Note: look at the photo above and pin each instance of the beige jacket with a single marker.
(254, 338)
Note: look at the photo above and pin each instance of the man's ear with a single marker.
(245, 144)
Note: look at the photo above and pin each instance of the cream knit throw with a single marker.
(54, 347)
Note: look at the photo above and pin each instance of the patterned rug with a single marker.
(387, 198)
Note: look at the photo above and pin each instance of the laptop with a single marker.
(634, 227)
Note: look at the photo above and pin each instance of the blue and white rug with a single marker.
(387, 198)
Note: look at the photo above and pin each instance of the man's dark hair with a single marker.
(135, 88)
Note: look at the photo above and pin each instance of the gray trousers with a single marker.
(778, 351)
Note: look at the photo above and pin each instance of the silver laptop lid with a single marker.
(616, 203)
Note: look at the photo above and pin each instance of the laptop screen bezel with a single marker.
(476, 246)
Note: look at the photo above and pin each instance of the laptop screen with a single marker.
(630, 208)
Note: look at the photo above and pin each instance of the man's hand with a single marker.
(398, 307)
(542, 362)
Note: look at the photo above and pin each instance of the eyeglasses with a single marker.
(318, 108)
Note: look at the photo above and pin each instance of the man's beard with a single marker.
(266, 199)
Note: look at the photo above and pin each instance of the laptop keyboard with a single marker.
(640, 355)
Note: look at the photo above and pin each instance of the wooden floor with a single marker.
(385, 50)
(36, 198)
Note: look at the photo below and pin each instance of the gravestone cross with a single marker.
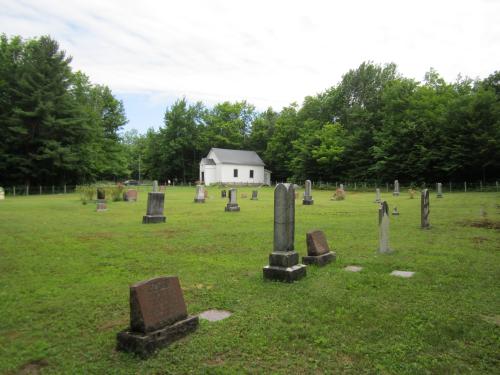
(307, 194)
(424, 209)
(284, 260)
(383, 228)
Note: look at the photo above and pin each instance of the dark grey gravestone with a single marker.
(396, 188)
(200, 194)
(284, 261)
(158, 316)
(318, 252)
(307, 194)
(232, 205)
(383, 228)
(424, 209)
(154, 212)
(439, 190)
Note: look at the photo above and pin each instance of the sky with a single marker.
(269, 53)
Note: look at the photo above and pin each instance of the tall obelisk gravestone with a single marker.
(307, 194)
(424, 209)
(383, 228)
(284, 261)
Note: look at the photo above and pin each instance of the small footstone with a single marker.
(353, 268)
(405, 274)
(215, 315)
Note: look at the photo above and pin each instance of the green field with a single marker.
(65, 271)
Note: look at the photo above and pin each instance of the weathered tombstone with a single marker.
(232, 205)
(101, 200)
(318, 252)
(396, 188)
(383, 228)
(424, 209)
(130, 195)
(284, 261)
(154, 212)
(158, 316)
(439, 190)
(200, 194)
(307, 194)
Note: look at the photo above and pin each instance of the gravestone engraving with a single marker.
(101, 200)
(232, 204)
(396, 188)
(154, 213)
(439, 190)
(424, 209)
(284, 260)
(200, 194)
(383, 228)
(307, 194)
(318, 252)
(158, 316)
(130, 195)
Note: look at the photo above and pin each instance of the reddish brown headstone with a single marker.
(156, 303)
(131, 195)
(316, 243)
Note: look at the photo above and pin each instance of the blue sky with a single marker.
(270, 53)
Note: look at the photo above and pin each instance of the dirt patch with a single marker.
(33, 367)
(483, 223)
(95, 236)
(117, 323)
(478, 240)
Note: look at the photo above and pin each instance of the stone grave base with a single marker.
(287, 274)
(231, 207)
(145, 344)
(152, 219)
(319, 260)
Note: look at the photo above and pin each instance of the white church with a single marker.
(238, 167)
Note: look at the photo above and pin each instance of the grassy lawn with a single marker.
(65, 271)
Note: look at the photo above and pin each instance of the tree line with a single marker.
(374, 125)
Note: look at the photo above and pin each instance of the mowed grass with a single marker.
(65, 271)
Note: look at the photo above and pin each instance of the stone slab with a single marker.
(316, 243)
(353, 268)
(319, 260)
(144, 344)
(287, 274)
(214, 315)
(284, 258)
(153, 219)
(405, 274)
(156, 303)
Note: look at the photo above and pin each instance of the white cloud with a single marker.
(267, 52)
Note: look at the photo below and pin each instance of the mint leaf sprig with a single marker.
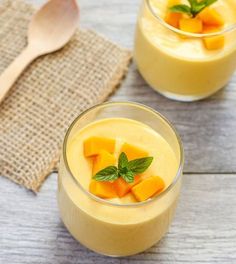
(126, 169)
(194, 7)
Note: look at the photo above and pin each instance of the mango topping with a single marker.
(192, 25)
(93, 145)
(147, 188)
(102, 189)
(211, 17)
(203, 20)
(133, 152)
(173, 19)
(122, 187)
(103, 160)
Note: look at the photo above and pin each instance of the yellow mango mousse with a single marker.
(124, 227)
(181, 67)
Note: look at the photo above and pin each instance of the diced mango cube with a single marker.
(211, 17)
(192, 25)
(102, 189)
(213, 43)
(103, 160)
(173, 19)
(122, 187)
(171, 3)
(147, 188)
(133, 152)
(93, 145)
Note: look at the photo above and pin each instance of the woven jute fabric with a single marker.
(51, 92)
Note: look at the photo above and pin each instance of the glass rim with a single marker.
(226, 30)
(107, 202)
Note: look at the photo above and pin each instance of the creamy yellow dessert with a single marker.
(177, 65)
(117, 226)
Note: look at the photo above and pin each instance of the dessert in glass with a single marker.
(119, 178)
(184, 53)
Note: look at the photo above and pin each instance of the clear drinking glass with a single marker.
(176, 63)
(106, 227)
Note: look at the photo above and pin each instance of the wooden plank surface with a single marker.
(203, 231)
(208, 128)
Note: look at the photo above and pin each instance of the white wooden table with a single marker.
(204, 229)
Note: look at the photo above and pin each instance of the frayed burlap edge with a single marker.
(112, 86)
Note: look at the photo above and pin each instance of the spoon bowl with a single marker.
(49, 30)
(53, 25)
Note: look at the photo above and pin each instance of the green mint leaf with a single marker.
(181, 9)
(197, 8)
(209, 2)
(123, 161)
(108, 174)
(140, 165)
(128, 176)
(194, 8)
(192, 2)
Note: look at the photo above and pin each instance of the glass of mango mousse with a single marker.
(119, 178)
(186, 49)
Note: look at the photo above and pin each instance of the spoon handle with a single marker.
(10, 75)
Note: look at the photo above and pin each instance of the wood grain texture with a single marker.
(203, 230)
(208, 128)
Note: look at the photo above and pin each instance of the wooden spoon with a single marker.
(49, 30)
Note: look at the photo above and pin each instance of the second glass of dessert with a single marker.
(119, 178)
(186, 50)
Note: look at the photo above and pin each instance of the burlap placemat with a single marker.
(50, 94)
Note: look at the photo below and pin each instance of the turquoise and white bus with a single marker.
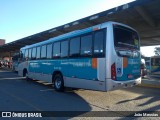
☆ ☆ ☆ ☆
▸ REQUEST:
Pick out every line of the items above that contains the word "white".

▸ SOLUTION FOR THIS EXERCISE:
Note: look at the photo above and pin each instance of the blue and white rug with a single marker.
Note: look at the photo above and pin each instance of the white church with a single marker.
Note: look at the photo above and pin each instance of the white cloud with a single marker.
Note: look at the photo above and pin each instance of the white wooden table with a single marker.
Note: look at the photo below and pin each instance of the turquoise and white bus with a single marker.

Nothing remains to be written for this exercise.